Print the full listing exactly.
Begin Supplied entries
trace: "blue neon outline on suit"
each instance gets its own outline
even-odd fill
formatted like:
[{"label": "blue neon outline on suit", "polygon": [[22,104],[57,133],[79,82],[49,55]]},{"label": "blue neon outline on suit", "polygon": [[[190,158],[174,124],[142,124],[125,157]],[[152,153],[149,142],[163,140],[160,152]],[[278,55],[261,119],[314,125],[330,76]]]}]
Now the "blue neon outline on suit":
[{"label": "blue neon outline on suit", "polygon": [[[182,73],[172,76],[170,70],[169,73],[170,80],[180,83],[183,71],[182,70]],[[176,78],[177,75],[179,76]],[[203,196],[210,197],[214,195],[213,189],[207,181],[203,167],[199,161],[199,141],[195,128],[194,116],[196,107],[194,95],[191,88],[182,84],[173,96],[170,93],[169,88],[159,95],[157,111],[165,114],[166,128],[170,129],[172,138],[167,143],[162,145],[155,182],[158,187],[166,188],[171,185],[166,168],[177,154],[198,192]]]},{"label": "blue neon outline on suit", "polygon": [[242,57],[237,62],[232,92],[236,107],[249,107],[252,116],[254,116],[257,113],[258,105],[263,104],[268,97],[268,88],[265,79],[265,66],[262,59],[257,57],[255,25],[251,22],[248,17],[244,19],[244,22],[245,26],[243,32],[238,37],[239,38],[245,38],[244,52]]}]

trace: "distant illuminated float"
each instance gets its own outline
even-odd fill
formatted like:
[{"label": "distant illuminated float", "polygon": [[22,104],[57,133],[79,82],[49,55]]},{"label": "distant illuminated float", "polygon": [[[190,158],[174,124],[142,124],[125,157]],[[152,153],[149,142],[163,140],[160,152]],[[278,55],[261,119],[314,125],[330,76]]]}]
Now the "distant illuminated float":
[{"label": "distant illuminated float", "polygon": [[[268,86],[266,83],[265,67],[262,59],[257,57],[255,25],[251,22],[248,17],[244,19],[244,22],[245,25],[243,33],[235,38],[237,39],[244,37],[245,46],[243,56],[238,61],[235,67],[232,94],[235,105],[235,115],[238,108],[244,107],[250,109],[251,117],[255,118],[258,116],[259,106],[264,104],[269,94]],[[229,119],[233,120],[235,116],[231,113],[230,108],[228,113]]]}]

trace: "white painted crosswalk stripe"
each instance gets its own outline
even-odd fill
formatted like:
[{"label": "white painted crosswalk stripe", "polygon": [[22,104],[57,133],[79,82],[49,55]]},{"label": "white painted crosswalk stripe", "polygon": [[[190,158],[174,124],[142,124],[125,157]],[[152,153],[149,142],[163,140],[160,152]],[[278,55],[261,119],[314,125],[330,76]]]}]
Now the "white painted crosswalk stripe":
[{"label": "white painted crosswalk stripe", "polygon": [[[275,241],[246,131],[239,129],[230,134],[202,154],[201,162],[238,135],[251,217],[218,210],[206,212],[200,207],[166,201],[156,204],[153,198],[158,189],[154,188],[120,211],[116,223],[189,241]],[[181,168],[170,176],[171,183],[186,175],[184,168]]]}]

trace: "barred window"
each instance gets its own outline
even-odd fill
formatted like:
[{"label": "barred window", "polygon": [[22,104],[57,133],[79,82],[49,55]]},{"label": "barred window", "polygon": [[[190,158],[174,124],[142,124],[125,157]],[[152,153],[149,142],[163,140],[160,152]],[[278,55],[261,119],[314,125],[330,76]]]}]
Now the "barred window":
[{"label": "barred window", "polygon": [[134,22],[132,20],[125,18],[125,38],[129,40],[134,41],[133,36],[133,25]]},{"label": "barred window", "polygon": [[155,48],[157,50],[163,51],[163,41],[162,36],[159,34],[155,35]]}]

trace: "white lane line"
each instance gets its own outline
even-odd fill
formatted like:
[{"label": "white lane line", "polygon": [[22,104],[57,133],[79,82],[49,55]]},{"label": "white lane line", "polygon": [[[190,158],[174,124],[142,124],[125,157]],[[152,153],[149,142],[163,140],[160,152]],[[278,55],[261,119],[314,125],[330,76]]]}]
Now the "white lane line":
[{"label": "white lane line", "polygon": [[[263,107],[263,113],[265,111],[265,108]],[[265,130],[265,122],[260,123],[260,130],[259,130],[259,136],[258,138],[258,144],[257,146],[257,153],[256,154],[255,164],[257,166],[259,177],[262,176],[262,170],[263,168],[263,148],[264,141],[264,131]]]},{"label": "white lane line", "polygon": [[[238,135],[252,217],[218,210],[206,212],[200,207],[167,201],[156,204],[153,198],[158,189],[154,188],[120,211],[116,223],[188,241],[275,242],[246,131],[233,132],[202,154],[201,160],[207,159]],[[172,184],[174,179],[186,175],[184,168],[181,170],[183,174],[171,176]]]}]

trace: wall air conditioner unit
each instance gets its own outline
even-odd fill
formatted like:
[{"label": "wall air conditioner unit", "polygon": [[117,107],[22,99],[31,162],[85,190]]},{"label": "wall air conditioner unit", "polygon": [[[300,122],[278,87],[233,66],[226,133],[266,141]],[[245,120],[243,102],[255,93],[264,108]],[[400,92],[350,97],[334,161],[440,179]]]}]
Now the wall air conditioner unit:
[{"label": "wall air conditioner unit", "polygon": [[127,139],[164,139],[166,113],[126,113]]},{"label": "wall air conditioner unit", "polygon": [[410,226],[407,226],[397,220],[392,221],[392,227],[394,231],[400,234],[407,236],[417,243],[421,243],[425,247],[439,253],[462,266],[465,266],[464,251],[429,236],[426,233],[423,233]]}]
End Supplied entries
Result:
trace: "blue neon outline on suit"
each instance gets its own outline
even-odd fill
formatted like:
[{"label": "blue neon outline on suit", "polygon": [[22,104],[57,133],[79,82],[49,55]]},{"label": "blue neon outline on suit", "polygon": [[[190,158],[174,124],[142,124],[125,157]],[[152,153],[149,142],[163,140],[160,152]],[[278,55],[261,119],[314,125],[330,76]]]}]
Now the "blue neon outline on suit":
[{"label": "blue neon outline on suit", "polygon": [[[182,73],[172,76],[170,70],[169,73],[170,80],[180,83],[183,71],[182,70]],[[176,78],[177,75],[179,76]],[[203,196],[210,197],[214,195],[213,189],[207,181],[203,167],[199,161],[199,141],[195,128],[194,116],[196,107],[194,95],[191,88],[182,84],[173,96],[170,93],[169,88],[159,95],[157,111],[165,114],[166,128],[170,129],[172,138],[167,143],[162,145],[155,182],[158,187],[166,188],[171,185],[166,168],[177,154],[198,192]]]},{"label": "blue neon outline on suit", "polygon": [[242,57],[237,62],[232,92],[236,107],[249,107],[252,116],[254,116],[257,113],[258,105],[263,104],[268,97],[268,88],[265,79],[265,66],[262,59],[257,57],[255,25],[251,22],[248,17],[244,19],[244,22],[245,26],[243,32],[238,37],[239,38],[245,38],[244,52]]}]

trace: "distant illuminated float"
each instance gets its own outline
even-odd fill
formatted like:
[{"label": "distant illuminated float", "polygon": [[22,104],[57,133],[79,82],[49,55]]},{"label": "distant illuminated float", "polygon": [[[190,158],[174,124],[142,124],[125,157]],[[152,153],[149,142],[163,140],[160,152]],[[278,55],[261,119],[314,125],[330,76]]]}]
Now the "distant illuminated float":
[{"label": "distant illuminated float", "polygon": [[[268,86],[266,83],[265,67],[262,59],[257,57],[255,25],[251,22],[248,17],[244,19],[244,22],[245,25],[243,33],[235,38],[237,39],[244,37],[245,46],[243,56],[238,61],[235,67],[232,94],[235,105],[235,115],[238,108],[244,107],[250,109],[251,117],[255,118],[258,116],[259,106],[264,104],[269,94]],[[229,119],[233,120],[235,116],[231,113],[230,108],[228,113]]]}]

trace: "white painted crosswalk stripe"
each instance gets its own outline
even-odd fill
formatted like:
[{"label": "white painted crosswalk stripe", "polygon": [[22,104],[57,133],[79,82],[49,55]]},{"label": "white painted crosswalk stripe", "polygon": [[[190,158],[174,124],[142,124],[125,157]],[[152,153],[149,142],[163,140],[160,152]],[[278,55],[261,119],[314,125],[330,76]]]}]
Now the "white painted crosswalk stripe":
[{"label": "white painted crosswalk stripe", "polygon": [[[275,241],[246,131],[239,129],[230,134],[202,154],[201,162],[238,135],[251,217],[218,210],[206,212],[200,207],[166,201],[156,204],[153,198],[158,189],[154,188],[120,211],[116,223],[189,241]],[[181,168],[170,176],[171,183],[186,175],[184,168]]]}]

trace: "barred window"
each instance gets its own outline
even-odd fill
formatted like:
[{"label": "barred window", "polygon": [[22,104],[57,133],[79,82],[49,55]]},{"label": "barred window", "polygon": [[[190,158],[174,124],[142,124],[125,157]],[[152,153],[149,142],[163,140],[160,152]],[[278,55],[261,119],[314,125],[330,76]]]}]
Now the "barred window":
[{"label": "barred window", "polygon": [[134,22],[132,20],[125,18],[125,38],[129,40],[134,41],[133,36],[133,25]]},{"label": "barred window", "polygon": [[155,48],[157,50],[163,51],[163,41],[162,36],[159,34],[155,35]]}]

trace: "white lane line"
each instance gets its own outline
even-odd fill
formatted like:
[{"label": "white lane line", "polygon": [[22,104],[57,133],[79,82],[49,55]]},{"label": "white lane line", "polygon": [[[190,158],[174,124],[142,124],[125,157]],[[152,153],[149,142],[163,140],[160,152]],[[278,55],[261,119],[314,125],[330,76]]]}]
Now the "white lane line":
[{"label": "white lane line", "polygon": [[[263,107],[263,113],[265,111],[265,108]],[[265,130],[265,122],[260,123],[260,130],[259,130],[259,136],[258,138],[258,144],[257,146],[257,153],[256,154],[255,164],[257,166],[259,177],[262,176],[262,170],[263,168],[263,148],[264,141],[264,131]]]},{"label": "white lane line", "polygon": [[[238,135],[252,217],[218,210],[206,212],[200,207],[167,201],[156,204],[153,198],[158,189],[154,188],[120,211],[116,223],[188,241],[275,242],[246,131],[233,132],[202,154],[201,160],[207,159]],[[172,184],[174,179],[186,175],[184,168],[181,170],[183,174],[171,176]]]}]

trace: wall air conditioner unit
each instance gets its own outline
even-odd fill
formatted like:
[{"label": "wall air conditioner unit", "polygon": [[117,107],[22,99],[31,162],[85,190]]},{"label": "wall air conditioner unit", "polygon": [[[300,122],[278,87],[233,66],[226,133],[266,141]],[[245,120],[243,102],[255,93],[264,108]],[[400,92],[350,97],[334,161],[440,179]]]}]
Now the wall air conditioner unit:
[{"label": "wall air conditioner unit", "polygon": [[127,139],[164,139],[166,113],[126,113]]},{"label": "wall air conditioner unit", "polygon": [[410,226],[407,226],[397,220],[392,221],[392,227],[394,231],[400,234],[407,236],[417,243],[421,243],[425,247],[439,253],[462,266],[465,266],[464,251],[429,236],[426,233],[423,233]]}]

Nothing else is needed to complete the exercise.